## PROBLEM STATEMENT
Every record below should be written out exactly; pictures stay out.

Data entries
------------------------------------------------------------------------

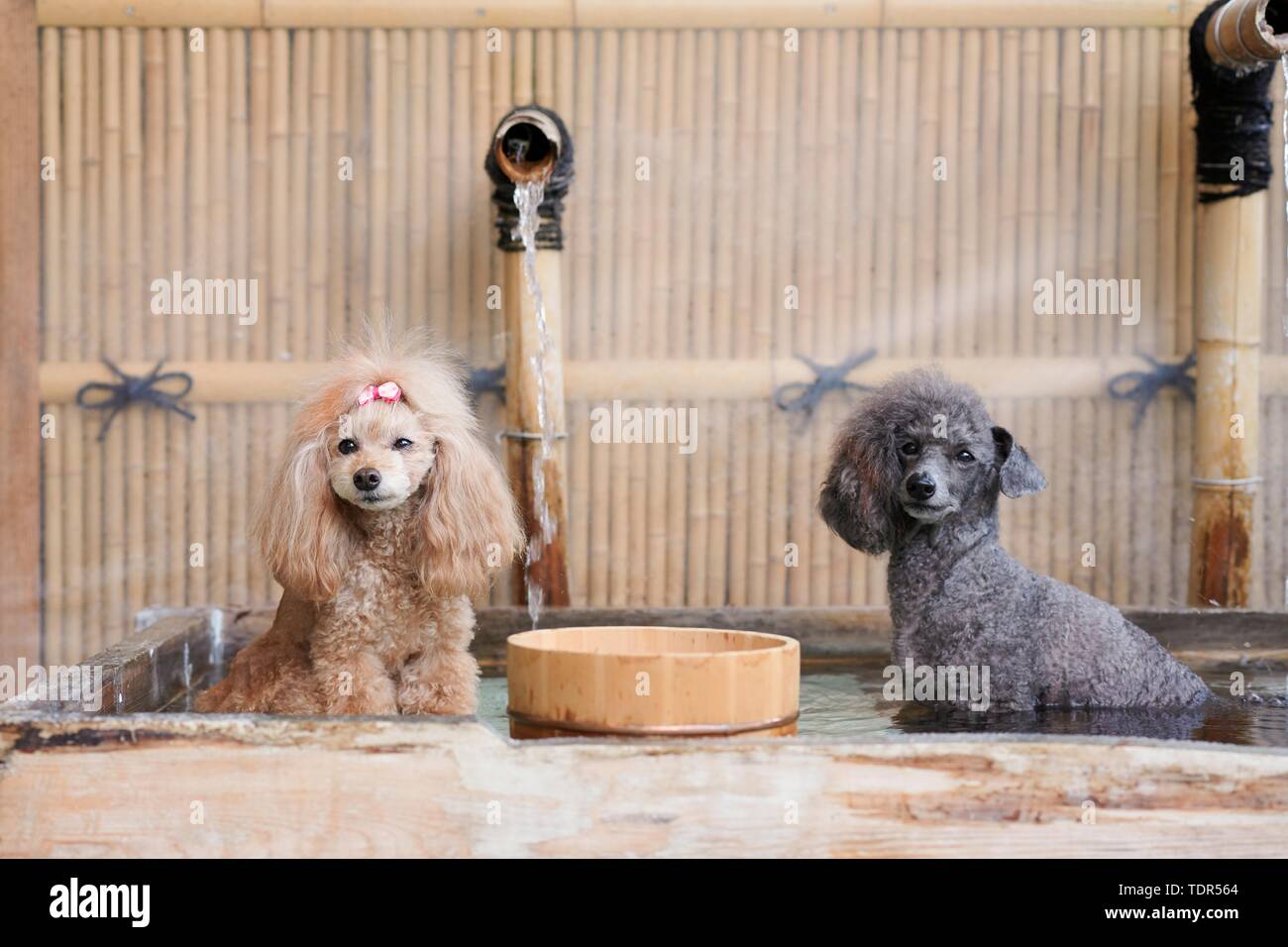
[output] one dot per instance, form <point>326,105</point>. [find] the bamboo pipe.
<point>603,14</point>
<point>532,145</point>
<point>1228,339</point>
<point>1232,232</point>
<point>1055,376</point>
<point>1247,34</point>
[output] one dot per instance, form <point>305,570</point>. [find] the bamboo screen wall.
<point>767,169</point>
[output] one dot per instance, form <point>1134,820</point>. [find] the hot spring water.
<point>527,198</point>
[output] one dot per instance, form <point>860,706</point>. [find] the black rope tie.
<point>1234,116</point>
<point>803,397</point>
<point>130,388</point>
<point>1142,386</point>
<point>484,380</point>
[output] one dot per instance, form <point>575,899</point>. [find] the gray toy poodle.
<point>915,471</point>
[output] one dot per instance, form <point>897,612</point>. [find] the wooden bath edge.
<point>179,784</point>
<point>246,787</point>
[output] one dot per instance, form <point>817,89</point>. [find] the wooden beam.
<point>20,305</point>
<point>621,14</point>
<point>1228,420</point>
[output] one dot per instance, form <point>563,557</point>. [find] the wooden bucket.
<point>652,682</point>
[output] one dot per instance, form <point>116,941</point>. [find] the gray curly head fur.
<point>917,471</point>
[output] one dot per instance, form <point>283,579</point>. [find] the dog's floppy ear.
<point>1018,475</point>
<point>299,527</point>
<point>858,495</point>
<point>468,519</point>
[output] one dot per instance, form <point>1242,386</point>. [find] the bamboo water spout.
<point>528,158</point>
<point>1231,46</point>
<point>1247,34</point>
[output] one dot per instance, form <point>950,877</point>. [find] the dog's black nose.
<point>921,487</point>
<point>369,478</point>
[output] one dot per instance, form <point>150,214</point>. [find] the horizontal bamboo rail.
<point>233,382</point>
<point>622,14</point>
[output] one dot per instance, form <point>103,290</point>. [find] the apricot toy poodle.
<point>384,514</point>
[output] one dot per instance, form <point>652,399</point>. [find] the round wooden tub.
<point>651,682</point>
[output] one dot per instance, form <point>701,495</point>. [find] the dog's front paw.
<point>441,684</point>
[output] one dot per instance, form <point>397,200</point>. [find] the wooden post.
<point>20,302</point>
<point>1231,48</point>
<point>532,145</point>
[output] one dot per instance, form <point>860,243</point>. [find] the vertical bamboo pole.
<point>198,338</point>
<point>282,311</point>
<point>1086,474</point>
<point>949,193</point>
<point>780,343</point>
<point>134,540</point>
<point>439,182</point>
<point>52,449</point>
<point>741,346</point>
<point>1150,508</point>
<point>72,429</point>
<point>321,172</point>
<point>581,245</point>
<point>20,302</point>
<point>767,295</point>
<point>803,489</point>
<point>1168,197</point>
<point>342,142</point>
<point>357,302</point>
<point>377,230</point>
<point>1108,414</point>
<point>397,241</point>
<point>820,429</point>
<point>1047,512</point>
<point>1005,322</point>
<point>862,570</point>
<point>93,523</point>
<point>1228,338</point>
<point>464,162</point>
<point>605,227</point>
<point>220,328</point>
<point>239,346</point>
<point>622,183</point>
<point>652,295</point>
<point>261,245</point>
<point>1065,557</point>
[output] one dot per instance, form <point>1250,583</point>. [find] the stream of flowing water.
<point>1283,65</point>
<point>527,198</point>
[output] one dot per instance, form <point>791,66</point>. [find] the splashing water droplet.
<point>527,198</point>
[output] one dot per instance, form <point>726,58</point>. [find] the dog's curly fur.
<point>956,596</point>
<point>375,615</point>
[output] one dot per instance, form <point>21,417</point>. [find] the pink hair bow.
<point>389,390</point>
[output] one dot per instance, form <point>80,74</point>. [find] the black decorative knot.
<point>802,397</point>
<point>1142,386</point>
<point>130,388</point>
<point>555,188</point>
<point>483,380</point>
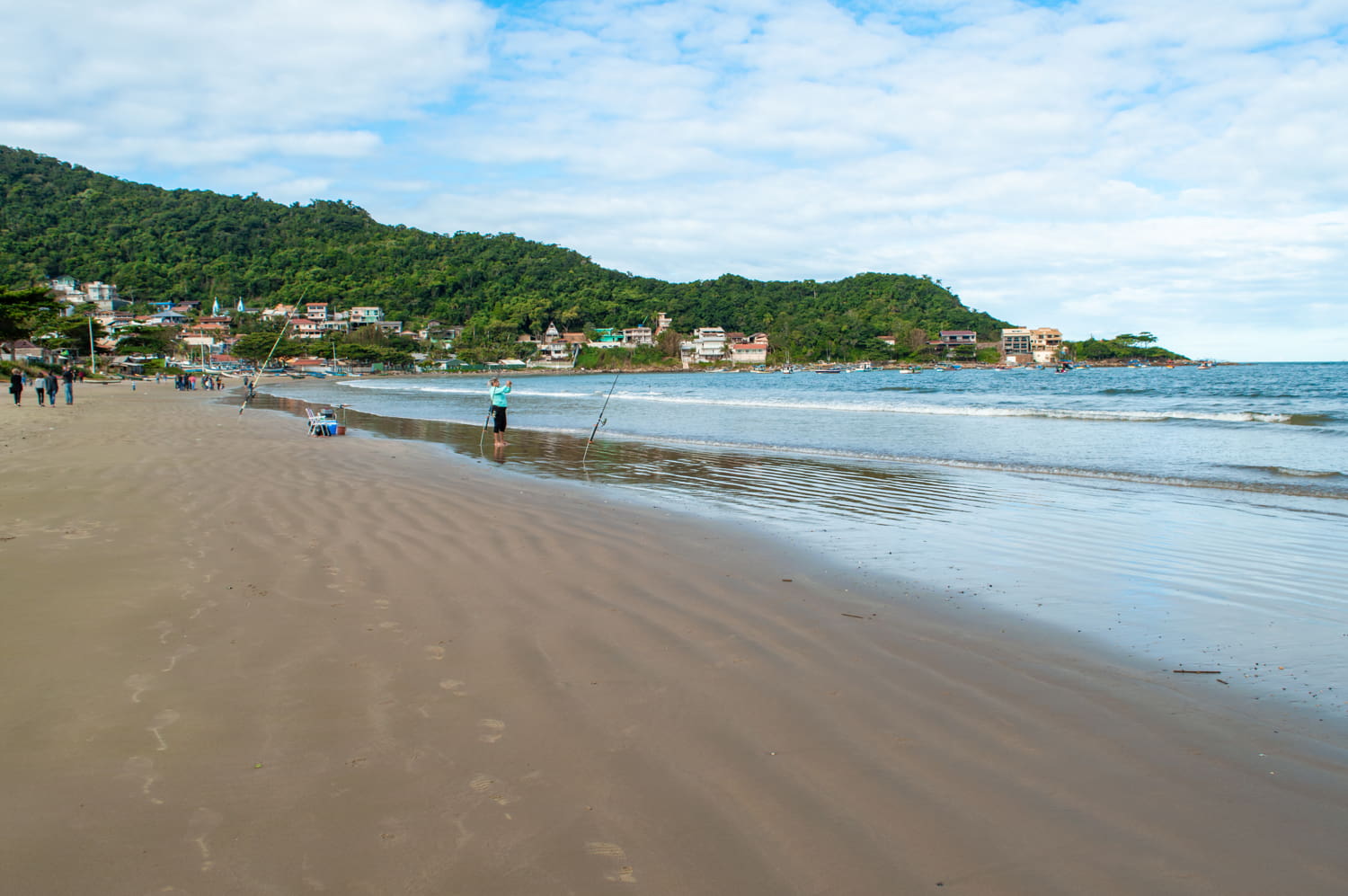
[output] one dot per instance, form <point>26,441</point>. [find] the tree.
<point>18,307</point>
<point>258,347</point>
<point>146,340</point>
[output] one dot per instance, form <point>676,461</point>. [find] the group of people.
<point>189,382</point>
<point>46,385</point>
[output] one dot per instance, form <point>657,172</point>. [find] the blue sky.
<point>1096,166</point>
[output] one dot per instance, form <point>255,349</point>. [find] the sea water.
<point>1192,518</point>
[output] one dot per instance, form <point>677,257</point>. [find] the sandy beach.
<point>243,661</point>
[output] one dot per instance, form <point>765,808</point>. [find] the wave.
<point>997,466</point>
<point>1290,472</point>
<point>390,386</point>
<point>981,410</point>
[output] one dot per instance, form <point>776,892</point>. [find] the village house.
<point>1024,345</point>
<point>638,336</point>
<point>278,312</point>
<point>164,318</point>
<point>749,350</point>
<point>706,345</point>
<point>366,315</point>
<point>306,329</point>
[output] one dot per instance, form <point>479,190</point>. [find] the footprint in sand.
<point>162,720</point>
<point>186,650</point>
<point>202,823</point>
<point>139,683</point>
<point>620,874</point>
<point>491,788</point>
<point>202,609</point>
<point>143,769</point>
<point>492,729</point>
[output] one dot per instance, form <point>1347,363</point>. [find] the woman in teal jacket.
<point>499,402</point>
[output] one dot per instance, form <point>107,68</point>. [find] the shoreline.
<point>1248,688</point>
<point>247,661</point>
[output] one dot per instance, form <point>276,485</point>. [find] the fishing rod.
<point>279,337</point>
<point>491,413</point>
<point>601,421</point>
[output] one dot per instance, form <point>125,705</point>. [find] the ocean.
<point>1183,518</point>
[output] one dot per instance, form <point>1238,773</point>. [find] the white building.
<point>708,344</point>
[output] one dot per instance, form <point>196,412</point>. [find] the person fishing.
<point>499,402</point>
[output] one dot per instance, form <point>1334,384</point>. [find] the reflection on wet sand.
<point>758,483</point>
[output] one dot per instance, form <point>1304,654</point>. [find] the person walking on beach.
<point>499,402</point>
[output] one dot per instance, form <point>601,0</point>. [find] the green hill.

------------------------------------------------------------------------

## EXERCISE RESPONSE
[output] one dot per instance, form <point>326,105</point>. [find] the bamboo pipe.
<point>603,14</point>
<point>532,145</point>
<point>1228,339</point>
<point>1232,232</point>
<point>1055,376</point>
<point>1247,34</point>
[output] one dot per instance, form <point>305,570</point>. [find] the bamboo screen wall.
<point>767,169</point>
[output] one dot per instance, form <point>1134,820</point>. [find] the hot spring water.
<point>527,198</point>
[output] one dot per instance, form <point>860,706</point>. [find] the black rope tie.
<point>1234,116</point>
<point>803,397</point>
<point>130,388</point>
<point>1142,386</point>
<point>484,380</point>
[output] one dot per instance, form <point>575,899</point>. [find] the gray toy poodle.
<point>915,471</point>
[output] one dot per instance, form <point>897,612</point>. [find] the wooden bath edge.
<point>179,784</point>
<point>246,787</point>
[output] one dot per instance, form <point>817,89</point>. [find] the wooden beam.
<point>20,305</point>
<point>621,14</point>
<point>1228,420</point>
[output] one dot per instance, form <point>563,557</point>. [find] the wooden bucket.
<point>652,682</point>
[output] one dot per instance, form <point>116,941</point>. [find] the gray curly head fur.
<point>917,471</point>
[output] one dot per instance, form <point>283,579</point>. [find] the dog's floppy ear.
<point>1018,475</point>
<point>299,527</point>
<point>858,495</point>
<point>468,519</point>
[output] one dot per instance, form <point>1242,386</point>. [find] the bamboo water spout.
<point>528,158</point>
<point>1231,46</point>
<point>1247,34</point>
[output] one dot per instance, form <point>950,877</point>. [find] the dog's black nose.
<point>921,487</point>
<point>369,478</point>
[output] one dot per instance, form <point>150,214</point>. [find] the horizontal bamboo rail.
<point>233,382</point>
<point>622,14</point>
[output] one dot per instance, form <point>103,290</point>. [find] the apricot toy poodle.
<point>384,514</point>
[output] one dot per instance, form <point>652,399</point>. [find] the round wooden tub.
<point>651,682</point>
[output] one dot per instance, form <point>701,495</point>. [find] the dog's front paw.
<point>441,684</point>
[output] one dot per instance, form <point>397,200</point>. [find] the wooden post.
<point>20,302</point>
<point>1231,48</point>
<point>532,145</point>
[output] one dot per instance, form <point>860,243</point>. [find] the vertical bamboo pole.
<point>198,338</point>
<point>282,311</point>
<point>1086,474</point>
<point>949,193</point>
<point>780,343</point>
<point>134,540</point>
<point>439,182</point>
<point>52,449</point>
<point>741,346</point>
<point>1150,508</point>
<point>72,429</point>
<point>321,172</point>
<point>581,245</point>
<point>20,302</point>
<point>767,295</point>
<point>803,489</point>
<point>1168,197</point>
<point>342,142</point>
<point>357,302</point>
<point>377,230</point>
<point>1108,414</point>
<point>397,241</point>
<point>820,429</point>
<point>1047,512</point>
<point>1005,322</point>
<point>862,570</point>
<point>93,523</point>
<point>1228,338</point>
<point>464,162</point>
<point>605,227</point>
<point>220,328</point>
<point>239,346</point>
<point>622,183</point>
<point>652,295</point>
<point>261,245</point>
<point>1065,557</point>
[output] one dot per instance, form <point>1250,583</point>. [find] the stream of flowing water.
<point>1283,65</point>
<point>527,198</point>
[output] one dot per instance, form <point>791,66</point>. [find] the splashing water droplet.
<point>527,198</point>
[output] one dot per instance, form <point>726,58</point>. [find] the dog's curly fur.
<point>956,596</point>
<point>375,615</point>
[output] one dot per instance, form <point>21,417</point>. [find] the pink hair bow.
<point>389,390</point>
[output] one dot per instance, form <point>80,74</point>. [find] the black decorative knot.
<point>802,397</point>
<point>1142,386</point>
<point>130,388</point>
<point>555,188</point>
<point>483,380</point>
[output] one dot per instance, form <point>26,441</point>. [find] the tree.
<point>18,307</point>
<point>258,347</point>
<point>146,340</point>
[output] one dot per instance, form <point>676,461</point>. [find] the group of people.
<point>189,382</point>
<point>46,385</point>
[output] one dot per instance, form <point>657,172</point>. [find] the blue sky.
<point>1096,166</point>
[output] one dot per instance, form <point>255,349</point>. [find] the sea water.
<point>1192,518</point>
[output] one dot per instance, form <point>677,257</point>. [find] the sandy beach.
<point>243,661</point>
[output] one dot per instance, form <point>765,808</point>. [find] the wave.
<point>997,466</point>
<point>1290,472</point>
<point>390,386</point>
<point>981,410</point>
[output] one dot per instance, form <point>776,892</point>. [find] the village house.
<point>1024,345</point>
<point>638,336</point>
<point>278,312</point>
<point>164,318</point>
<point>749,350</point>
<point>706,345</point>
<point>366,315</point>
<point>306,329</point>
[output] one dot per instance, form <point>479,190</point>. [find] the footprint in sand.
<point>162,720</point>
<point>186,650</point>
<point>202,823</point>
<point>139,683</point>
<point>620,874</point>
<point>491,788</point>
<point>202,609</point>
<point>143,769</point>
<point>492,729</point>
[output] one dot per instance, form <point>1347,363</point>. [find] the woman in teal jacket.
<point>499,402</point>
[output] one dot per instance, form <point>107,68</point>. [find] the shoreline.
<point>1248,688</point>
<point>247,661</point>
[output] one dot per instance, form <point>276,485</point>. [find] the fishing rod.
<point>279,337</point>
<point>491,413</point>
<point>601,421</point>
[output] one dot per instance, form <point>125,705</point>. [find] the ocean.
<point>1183,518</point>
[output] one dot per instance, form <point>1238,773</point>. [find] the white building.
<point>708,344</point>
[output] one dot per instance, form <point>196,412</point>. [find] the person fishing.
<point>499,402</point>
[output] one dot per instance, form <point>1334,384</point>. [find] the reflection on wet sand.
<point>758,483</point>
[output] one dot per instance, form <point>1304,654</point>. [find] the person walking on beach.
<point>499,402</point>
[output] one dot per instance, form <point>601,0</point>. [find] the green hill.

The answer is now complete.